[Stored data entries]

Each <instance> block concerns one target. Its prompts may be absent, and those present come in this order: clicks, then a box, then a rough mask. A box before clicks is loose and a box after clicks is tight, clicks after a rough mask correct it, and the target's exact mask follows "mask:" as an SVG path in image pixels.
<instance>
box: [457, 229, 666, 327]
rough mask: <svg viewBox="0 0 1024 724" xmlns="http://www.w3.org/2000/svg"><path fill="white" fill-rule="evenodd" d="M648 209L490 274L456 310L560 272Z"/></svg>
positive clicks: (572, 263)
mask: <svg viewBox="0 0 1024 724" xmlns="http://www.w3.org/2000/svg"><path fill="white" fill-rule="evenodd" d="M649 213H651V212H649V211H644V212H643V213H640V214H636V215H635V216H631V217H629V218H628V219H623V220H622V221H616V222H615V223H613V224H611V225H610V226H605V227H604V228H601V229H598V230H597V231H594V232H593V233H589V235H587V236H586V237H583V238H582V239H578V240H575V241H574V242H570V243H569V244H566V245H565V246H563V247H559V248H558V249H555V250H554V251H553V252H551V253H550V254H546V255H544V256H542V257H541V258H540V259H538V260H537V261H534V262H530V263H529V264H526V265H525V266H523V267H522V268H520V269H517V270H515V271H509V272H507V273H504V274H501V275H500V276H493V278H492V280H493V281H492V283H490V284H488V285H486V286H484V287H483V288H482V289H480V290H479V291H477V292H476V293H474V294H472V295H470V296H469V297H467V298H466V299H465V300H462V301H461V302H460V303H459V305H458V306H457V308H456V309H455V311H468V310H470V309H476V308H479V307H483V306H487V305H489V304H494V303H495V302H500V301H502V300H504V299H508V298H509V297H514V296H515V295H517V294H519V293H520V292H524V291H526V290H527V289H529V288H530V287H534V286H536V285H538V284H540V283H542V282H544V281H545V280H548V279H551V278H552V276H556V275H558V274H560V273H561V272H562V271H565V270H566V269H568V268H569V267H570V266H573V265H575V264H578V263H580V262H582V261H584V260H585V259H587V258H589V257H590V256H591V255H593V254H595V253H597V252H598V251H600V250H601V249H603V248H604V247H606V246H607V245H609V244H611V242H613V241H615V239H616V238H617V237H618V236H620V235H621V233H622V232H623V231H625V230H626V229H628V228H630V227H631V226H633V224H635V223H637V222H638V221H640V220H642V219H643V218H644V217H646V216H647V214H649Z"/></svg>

• Exercise goal
Would you transcribe every entry exactly?

• Task output
Each <instance> block concerns one target. Its prompts may be absent, and those present come in this order: clicks, then a box, then a rough mask. A box before clicks is loose and a box after clicks is tight, clicks after a rough mask correct it, and the target's exact mask follows "mask:" as an SVG path in image pixels.
<instance>
box: [457, 229, 666, 327]
rough mask: <svg viewBox="0 0 1024 724" xmlns="http://www.w3.org/2000/svg"><path fill="white" fill-rule="evenodd" d="M648 209L490 274L456 310L560 272Z"/></svg>
positive clicks: (572, 263)
mask: <svg viewBox="0 0 1024 724" xmlns="http://www.w3.org/2000/svg"><path fill="white" fill-rule="evenodd" d="M649 213H651V212H649V211H644V212H643V213H640V214H636V215H635V216H631V217H629V218H628V219H623V220H622V221H616V222H615V223H613V224H611V225H610V226H605V227H604V228H601V229H598V230H597V231H594V232H593V233H589V235H587V236H586V237H583V238H582V239H578V240H575V241H574V242H570V243H569V244H566V245H565V246H563V247H559V248H558V249H555V250H554V251H553V252H551V253H550V254H546V255H544V256H542V257H541V258H540V259H538V260H537V261H534V262H530V263H529V264H526V265H525V266H523V267H522V268H520V269H517V270H515V271H509V272H507V273H504V274H501V275H500V276H493V278H492V280H493V281H492V283H490V284H488V285H486V286H484V287H483V288H482V289H480V290H479V291H477V292H476V293H474V294H472V295H470V296H469V297H467V298H466V299H465V300H462V301H461V302H460V303H459V305H458V306H457V308H456V309H455V311H468V310H470V309H476V308H479V307H483V306H487V305H489V304H494V303H495V302H500V301H502V300H504V299H508V298H509V297H514V296H515V295H517V294H519V293H520V292H524V291H526V290H527V289H529V288H530V287H534V286H536V285H538V284H540V283H542V282H544V281H545V280H548V279H551V278H552V276H556V275H558V274H560V273H561V272H562V271H565V270H566V269H568V268H569V267H570V266H573V265H575V264H578V263H580V262H582V261H584V260H585V259H587V258H589V257H590V256H591V255H593V254H595V253H597V252H598V251H600V250H601V249H603V248H604V247H606V246H607V245H609V244H611V242H613V241H615V239H616V238H617V237H618V236H620V235H621V233H622V232H623V231H625V230H626V229H628V228H630V227H631V226H633V224H635V223H637V222H638V221H640V220H642V219H643V218H644V217H646V216H647V214H649Z"/></svg>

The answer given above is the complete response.